» **What the exercise asks**
In the excerpt on Sepsis Watch, rewrite the paragraph beginning "The Sepsis Watch paper notes" as a short bulleted list that keeps its main facts.
(Excerpt to read)
Another factor the developers thought of was to design the output to simply categorize risk as high, medium, or low and not to provide an explicit diagnosis that might turn off some physicians. In this way, the physicians
could take the output into account without feeling they were being told what to do. At the same time, the nurses took it upon themselves to read the patient’s chart before talking to the physician so they could engage in a two-way conversation and be a partner rather than a threat to the physician’s authority.
The Sepsis Watch paper notes that ground truth is hard to find regarding sepsis, and Wucker encouraged Elish to talk about why ground truth is important and what to do when it cannot be quantified. Elish replied that the ground truth issue stems at least in part from the lack of a uniform definition of sepsis. The CDC, for example, has one definition, and many hospitals have their own, different definition, which means there is no ground truth against which to train and judge a machine learning model. The way the Sepsis Watch team addressed this was thorough, careful, locally contextualized, multi-stakeholder decision-making using the standard that made the most sense to them, which was the Centers for Medicare & Medicaid Services’ definition. The team modified the definition according to its own local knowledge and the local care context of the hospital’s patients.
(End Excerpt to read)
(Extracted records)
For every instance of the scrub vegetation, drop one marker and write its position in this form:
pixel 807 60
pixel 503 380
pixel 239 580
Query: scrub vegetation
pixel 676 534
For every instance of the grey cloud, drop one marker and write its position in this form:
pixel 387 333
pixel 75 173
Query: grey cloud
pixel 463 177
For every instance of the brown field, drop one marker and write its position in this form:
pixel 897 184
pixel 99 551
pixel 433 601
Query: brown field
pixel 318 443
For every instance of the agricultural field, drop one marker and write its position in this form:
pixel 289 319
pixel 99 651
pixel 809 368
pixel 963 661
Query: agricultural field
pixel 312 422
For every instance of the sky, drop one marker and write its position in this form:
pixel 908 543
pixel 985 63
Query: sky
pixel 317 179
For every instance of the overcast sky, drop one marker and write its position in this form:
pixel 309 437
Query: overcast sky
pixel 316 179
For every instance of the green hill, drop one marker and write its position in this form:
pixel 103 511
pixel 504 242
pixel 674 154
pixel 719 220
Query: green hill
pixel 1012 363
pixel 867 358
(End Extracted records)
(Extracted records)
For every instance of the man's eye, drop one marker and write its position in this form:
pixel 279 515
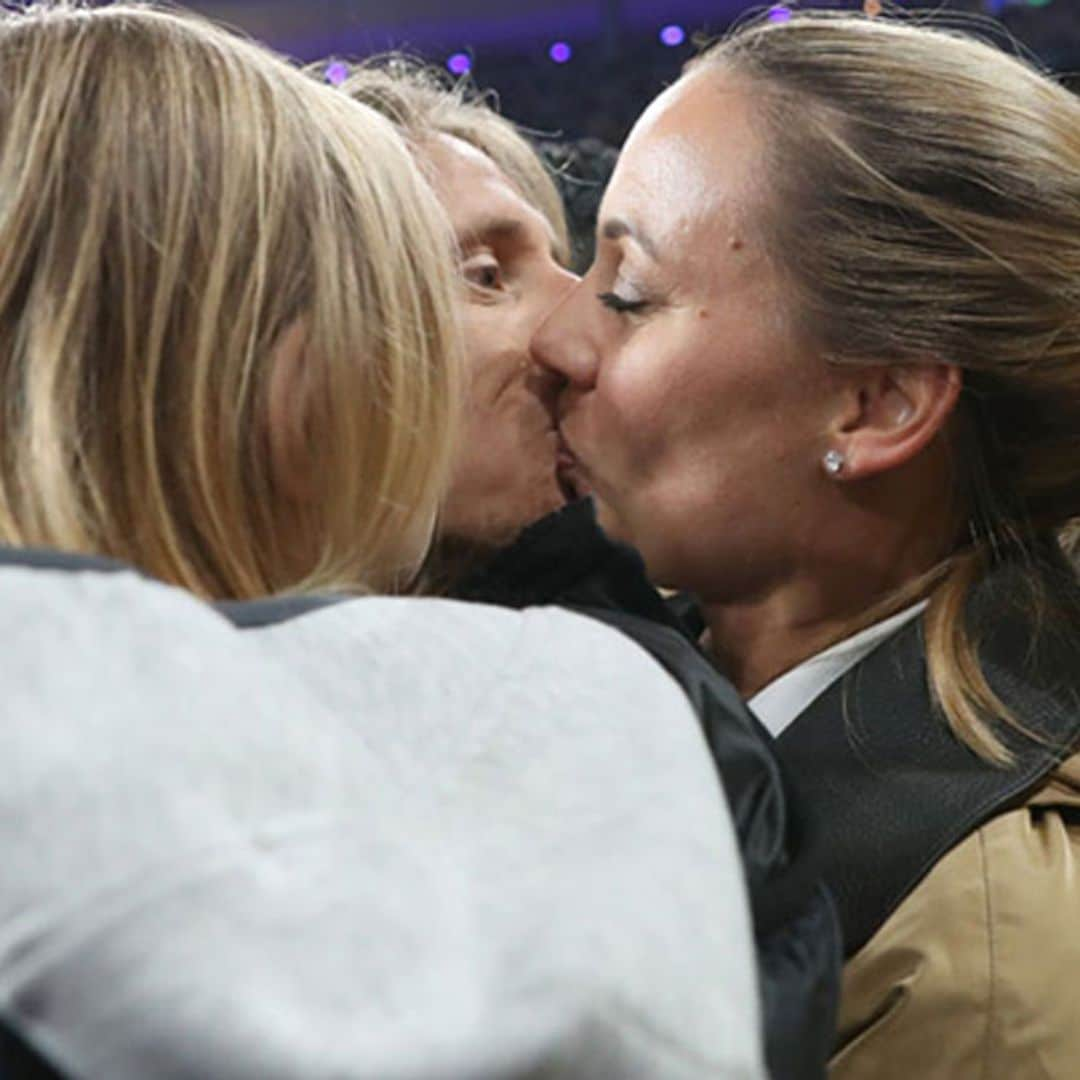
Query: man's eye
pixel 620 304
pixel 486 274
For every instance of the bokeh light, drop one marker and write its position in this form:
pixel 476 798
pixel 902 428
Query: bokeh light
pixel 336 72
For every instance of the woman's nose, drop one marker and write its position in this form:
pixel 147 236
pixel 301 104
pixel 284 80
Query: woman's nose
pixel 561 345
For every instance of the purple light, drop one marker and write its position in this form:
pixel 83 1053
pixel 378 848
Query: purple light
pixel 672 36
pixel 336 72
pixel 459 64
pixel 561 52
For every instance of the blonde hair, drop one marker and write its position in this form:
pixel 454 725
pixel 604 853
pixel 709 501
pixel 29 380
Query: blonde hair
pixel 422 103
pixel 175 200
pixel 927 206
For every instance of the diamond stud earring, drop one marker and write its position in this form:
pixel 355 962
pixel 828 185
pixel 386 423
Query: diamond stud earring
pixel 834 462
(End Extracted records)
(Extracted records)
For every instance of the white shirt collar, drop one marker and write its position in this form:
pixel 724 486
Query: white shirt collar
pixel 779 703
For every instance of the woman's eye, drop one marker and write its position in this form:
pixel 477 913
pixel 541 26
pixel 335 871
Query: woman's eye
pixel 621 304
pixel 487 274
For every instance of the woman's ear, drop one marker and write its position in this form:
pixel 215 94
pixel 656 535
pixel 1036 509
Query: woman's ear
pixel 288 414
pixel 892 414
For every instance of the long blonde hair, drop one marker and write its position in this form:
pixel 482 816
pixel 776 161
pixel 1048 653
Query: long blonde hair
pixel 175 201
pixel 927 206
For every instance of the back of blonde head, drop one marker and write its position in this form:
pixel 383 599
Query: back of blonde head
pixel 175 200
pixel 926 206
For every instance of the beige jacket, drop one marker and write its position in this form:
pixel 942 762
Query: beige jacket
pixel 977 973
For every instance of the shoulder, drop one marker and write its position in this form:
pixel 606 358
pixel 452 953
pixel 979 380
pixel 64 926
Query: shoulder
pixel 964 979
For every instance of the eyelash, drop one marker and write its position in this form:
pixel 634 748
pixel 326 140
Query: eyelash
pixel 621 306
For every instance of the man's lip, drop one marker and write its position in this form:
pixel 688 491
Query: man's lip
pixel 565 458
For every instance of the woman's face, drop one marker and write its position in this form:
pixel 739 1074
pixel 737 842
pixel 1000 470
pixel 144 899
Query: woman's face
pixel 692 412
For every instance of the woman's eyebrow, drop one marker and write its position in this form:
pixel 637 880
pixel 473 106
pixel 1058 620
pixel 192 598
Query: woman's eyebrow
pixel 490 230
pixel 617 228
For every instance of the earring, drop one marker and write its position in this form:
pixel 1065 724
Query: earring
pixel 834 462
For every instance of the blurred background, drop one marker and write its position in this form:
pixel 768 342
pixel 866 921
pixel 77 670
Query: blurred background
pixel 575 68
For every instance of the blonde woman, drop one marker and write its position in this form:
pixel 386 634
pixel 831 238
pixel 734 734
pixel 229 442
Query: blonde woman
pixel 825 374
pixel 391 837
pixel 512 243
(End Extracted records)
» **Solution for this problem**
- The Sepsis Watch paper notes that ground truth for sepsis is hard to find. Asked about this by Wucker, Elish said the problem stems at least partly from the lack of a uniform definition of sepsis.
- The CDC has one definition, and many hospitals use their own, different ones. As a result, there is no ground truth for training and judging a machine learning model.
- The Sepsis Watch team handled this through thorough, careful, locally contextualized, multi-stakeholder decision-making. It chose the standard that made the most sense to it, the Centers for Medicare & Medicaid Services' definition.
- The team modified that definition based on its local knowledge and the local care context of the hospital's patients.